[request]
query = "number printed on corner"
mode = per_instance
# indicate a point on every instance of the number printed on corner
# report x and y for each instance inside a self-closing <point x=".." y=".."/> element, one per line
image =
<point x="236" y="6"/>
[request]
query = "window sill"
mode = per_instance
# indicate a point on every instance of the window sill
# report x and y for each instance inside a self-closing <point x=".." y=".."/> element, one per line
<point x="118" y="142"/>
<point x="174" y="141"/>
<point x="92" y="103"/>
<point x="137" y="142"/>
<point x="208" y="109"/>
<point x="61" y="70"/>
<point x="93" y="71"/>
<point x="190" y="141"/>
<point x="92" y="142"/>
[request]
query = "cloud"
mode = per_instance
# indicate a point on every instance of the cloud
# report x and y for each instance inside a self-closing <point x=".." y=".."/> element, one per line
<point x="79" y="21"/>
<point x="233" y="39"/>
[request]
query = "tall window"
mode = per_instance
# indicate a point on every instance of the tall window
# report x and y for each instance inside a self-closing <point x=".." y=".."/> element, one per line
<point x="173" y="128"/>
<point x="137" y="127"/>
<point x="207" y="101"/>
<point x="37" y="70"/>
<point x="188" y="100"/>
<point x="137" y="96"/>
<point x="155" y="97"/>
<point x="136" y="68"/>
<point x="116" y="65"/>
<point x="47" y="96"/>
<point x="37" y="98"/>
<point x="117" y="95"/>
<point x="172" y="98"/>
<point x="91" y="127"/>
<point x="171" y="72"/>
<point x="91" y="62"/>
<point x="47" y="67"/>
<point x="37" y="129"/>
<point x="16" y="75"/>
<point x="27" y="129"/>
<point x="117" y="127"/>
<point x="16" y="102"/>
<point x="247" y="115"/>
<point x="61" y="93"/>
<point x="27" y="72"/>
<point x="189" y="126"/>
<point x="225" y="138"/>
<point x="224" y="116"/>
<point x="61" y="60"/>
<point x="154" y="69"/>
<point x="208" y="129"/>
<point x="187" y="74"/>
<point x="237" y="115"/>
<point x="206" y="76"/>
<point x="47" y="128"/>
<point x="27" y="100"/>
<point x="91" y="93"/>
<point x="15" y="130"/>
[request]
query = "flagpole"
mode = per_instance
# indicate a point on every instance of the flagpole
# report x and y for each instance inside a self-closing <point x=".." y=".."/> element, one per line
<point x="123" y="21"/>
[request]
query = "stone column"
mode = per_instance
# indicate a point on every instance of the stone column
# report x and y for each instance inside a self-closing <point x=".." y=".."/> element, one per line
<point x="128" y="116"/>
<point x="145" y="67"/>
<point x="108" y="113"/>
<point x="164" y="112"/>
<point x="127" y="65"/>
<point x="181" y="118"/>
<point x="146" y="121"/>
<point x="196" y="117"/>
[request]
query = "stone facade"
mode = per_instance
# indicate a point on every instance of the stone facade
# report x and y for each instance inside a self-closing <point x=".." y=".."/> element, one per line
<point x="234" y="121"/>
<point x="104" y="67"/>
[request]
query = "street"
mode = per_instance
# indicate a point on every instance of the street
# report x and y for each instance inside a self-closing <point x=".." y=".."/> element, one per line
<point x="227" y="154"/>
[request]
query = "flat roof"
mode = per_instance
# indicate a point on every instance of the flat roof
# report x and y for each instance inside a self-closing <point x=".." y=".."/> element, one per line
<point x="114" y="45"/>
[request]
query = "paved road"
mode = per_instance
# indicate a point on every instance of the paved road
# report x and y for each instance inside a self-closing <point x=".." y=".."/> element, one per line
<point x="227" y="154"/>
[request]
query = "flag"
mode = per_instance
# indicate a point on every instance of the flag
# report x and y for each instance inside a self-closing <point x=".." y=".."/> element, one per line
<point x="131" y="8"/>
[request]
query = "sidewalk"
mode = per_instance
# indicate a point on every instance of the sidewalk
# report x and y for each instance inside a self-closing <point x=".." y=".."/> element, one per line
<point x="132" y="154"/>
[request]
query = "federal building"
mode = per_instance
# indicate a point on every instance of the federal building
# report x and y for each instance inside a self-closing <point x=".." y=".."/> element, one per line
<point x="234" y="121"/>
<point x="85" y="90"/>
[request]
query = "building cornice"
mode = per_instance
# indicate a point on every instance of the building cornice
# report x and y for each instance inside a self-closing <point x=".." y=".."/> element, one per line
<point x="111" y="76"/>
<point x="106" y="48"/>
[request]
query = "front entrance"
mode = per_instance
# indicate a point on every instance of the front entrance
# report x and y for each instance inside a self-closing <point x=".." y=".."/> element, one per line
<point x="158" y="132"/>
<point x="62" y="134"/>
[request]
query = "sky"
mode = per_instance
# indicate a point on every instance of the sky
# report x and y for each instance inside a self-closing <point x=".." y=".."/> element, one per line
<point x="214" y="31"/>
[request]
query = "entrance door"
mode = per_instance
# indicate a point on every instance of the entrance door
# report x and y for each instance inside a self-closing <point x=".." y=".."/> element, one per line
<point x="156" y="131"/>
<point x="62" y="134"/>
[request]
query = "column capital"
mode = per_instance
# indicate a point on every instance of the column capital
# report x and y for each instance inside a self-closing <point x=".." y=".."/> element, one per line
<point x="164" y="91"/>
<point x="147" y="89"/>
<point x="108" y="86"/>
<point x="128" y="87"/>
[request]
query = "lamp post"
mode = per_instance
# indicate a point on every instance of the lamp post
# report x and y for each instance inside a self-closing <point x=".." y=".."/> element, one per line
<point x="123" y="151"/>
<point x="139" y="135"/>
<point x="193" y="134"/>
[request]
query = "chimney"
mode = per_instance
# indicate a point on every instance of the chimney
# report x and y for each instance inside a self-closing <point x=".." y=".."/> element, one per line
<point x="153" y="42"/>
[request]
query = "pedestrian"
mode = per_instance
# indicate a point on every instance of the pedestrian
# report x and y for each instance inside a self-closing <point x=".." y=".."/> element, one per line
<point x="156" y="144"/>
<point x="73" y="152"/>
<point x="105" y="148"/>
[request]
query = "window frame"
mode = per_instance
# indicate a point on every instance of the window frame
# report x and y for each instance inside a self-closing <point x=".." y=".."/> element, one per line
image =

■ ■ ■ ■ ■ ■ ■

Problem to work on:
Whatever appears in the material must be set down again, word for word.

Response to the exercise:
[request]
query = "number printed on corner"
mode = per_instance
# indicate a point on every instance of the number printed on corner
# report x and y for each instance inside a self-closing <point x=".." y=".."/> element, one per line
image =
<point x="236" y="6"/>
[request]
query = "window sill"
mode = per_instance
# indicate a point on every instance of the window sill
# report x and y for each instance inside a self-closing <point x=".." y=".."/> element, one per line
<point x="118" y="142"/>
<point x="174" y="141"/>
<point x="92" y="103"/>
<point x="137" y="142"/>
<point x="208" y="109"/>
<point x="61" y="70"/>
<point x="93" y="71"/>
<point x="190" y="141"/>
<point x="92" y="142"/>
[request]
query = "cloud"
mode = per_instance
# indicate a point on every instance of the cloud
# report x and y for each instance inside a self-closing <point x=".." y=".."/> element, one per line
<point x="79" y="21"/>
<point x="233" y="39"/>
[request]
query = "tall window"
mode = per_instance
# indicate a point on every instance of the tall window
# report x and y for each instance inside a self-closing <point x=".." y=".."/> element, one per line
<point x="173" y="128"/>
<point x="137" y="127"/>
<point x="207" y="101"/>
<point x="37" y="70"/>
<point x="188" y="100"/>
<point x="137" y="96"/>
<point x="155" y="97"/>
<point x="136" y="68"/>
<point x="116" y="65"/>
<point x="47" y="96"/>
<point x="37" y="98"/>
<point x="117" y="95"/>
<point x="172" y="98"/>
<point x="91" y="127"/>
<point x="171" y="72"/>
<point x="91" y="62"/>
<point x="47" y="67"/>
<point x="37" y="129"/>
<point x="16" y="75"/>
<point x="27" y="129"/>
<point x="117" y="127"/>
<point x="16" y="102"/>
<point x="247" y="115"/>
<point x="61" y="93"/>
<point x="27" y="72"/>
<point x="189" y="126"/>
<point x="225" y="138"/>
<point x="224" y="116"/>
<point x="61" y="60"/>
<point x="154" y="69"/>
<point x="208" y="129"/>
<point x="187" y="74"/>
<point x="237" y="115"/>
<point x="206" y="76"/>
<point x="47" y="128"/>
<point x="27" y="100"/>
<point x="91" y="93"/>
<point x="15" y="130"/>
[request]
query = "flagpole"
mode = per_instance
# indicate a point on every instance of the flagpole
# report x and y for each instance inside a self-closing <point x=".." y=".."/> element, one per line
<point x="123" y="21"/>
[request]
query = "stone column"
mode = per_instance
# indicate a point on every instance of the stone column
# report x and y for each instance inside a self-closing <point x=".." y=".."/> element, one per line
<point x="128" y="116"/>
<point x="145" y="67"/>
<point x="108" y="113"/>
<point x="164" y="112"/>
<point x="127" y="65"/>
<point x="181" y="118"/>
<point x="146" y="121"/>
<point x="196" y="117"/>
[request]
query = "stone facade"
mode = per_instance
# indicate a point on every instance of the stone facade
# report x and y for each instance inside a self-closing <point x=".." y=".."/> element, one per line
<point x="234" y="121"/>
<point x="104" y="67"/>
[request]
query = "street"
mode = per_instance
# indicate a point on every instance of the street
# report x and y for each instance inside a self-closing <point x=".." y=".."/> element, one per line
<point x="227" y="154"/>
[request]
query = "flat roof"
mode = per_instance
# indicate a point on every instance of the flat roof
# report x and y for each instance inside a self-closing <point x=".." y=".."/> element, one per line
<point x="114" y="45"/>
[request]
query = "paved road"
mode = per_instance
# indicate a point on every instance of the paved road
# report x and y for each instance inside a self-closing <point x=".." y=".."/> element, one per line
<point x="227" y="154"/>
[request]
query = "flag"
mode = per_instance
# indicate a point on every instance of the flag
# report x and y for each instance inside a self-closing <point x=".." y=".."/> element, one per line
<point x="131" y="8"/>
[request]
query = "sidewalk"
mode = per_instance
# indicate a point on every instance of the sidewalk
# report x and y for each instance inside a self-closing <point x=".." y=".."/> element, one per line
<point x="132" y="154"/>
[request]
query = "federal building"
mode = per_instance
# indicate a point on every instance of the federal building
# report x and y for each instance inside a self-closing <point x=".." y=".."/> element, one per line
<point x="234" y="121"/>
<point x="85" y="90"/>
[request]
query = "building cornice"
mode = per_instance
# indicate a point on every instance of the building cornice
# report x and y for each instance inside a self-closing <point x=".." y=".."/> element, one per line
<point x="111" y="76"/>
<point x="106" y="48"/>
[request]
query = "front entrance"
mode = per_instance
# indicate a point on every instance of the front entrance
# report x and y for each instance inside a self-closing <point x=".." y=".."/> element, one per line
<point x="158" y="132"/>
<point x="62" y="134"/>
[request]
query = "sky"
mode = per_instance
# indicate a point on every instance of the sky
# report x and y for each instance inside a self-closing <point x=".." y=".."/> element, one per line
<point x="214" y="31"/>
[request]
query = "entrance door"
mode = per_instance
# indicate a point on every instance of the entrance door
# report x and y for each instance inside a self-closing <point x=".." y=".."/> element, one per line
<point x="156" y="131"/>
<point x="62" y="134"/>
[request]
query = "column capital"
mode = per_instance
# indicate a point on every instance of the column capital
# report x and y for each instance inside a self-closing <point x=".." y=".."/> element, one per line
<point x="164" y="91"/>
<point x="147" y="89"/>
<point x="108" y="86"/>
<point x="128" y="87"/>
[request]
query = "lamp post"
mode = per_instance
# indicate a point on every instance of the lamp post
# report x and y for each instance inside a self-closing <point x=".." y=".."/> element, one per line
<point x="123" y="151"/>
<point x="139" y="135"/>
<point x="193" y="134"/>
[request]
query = "chimney"
mode = per_instance
# indicate a point on every instance of the chimney
# report x and y for each instance inside a self-closing <point x=".." y=".."/> element, one per line
<point x="153" y="42"/>
[request]
query = "pedestrian"
mode = per_instance
# indicate a point on every instance of the pedestrian
# report x and y for each instance inside a self-closing <point x=".." y=".."/> element, one per line
<point x="156" y="144"/>
<point x="73" y="152"/>
<point x="105" y="148"/>
[request]
query = "window frame"
mode = per_instance
# indicate a point on every instance of the window frame
# report x and y for each instance inside a self-closing <point x=".." y=".."/> element, one per line
image =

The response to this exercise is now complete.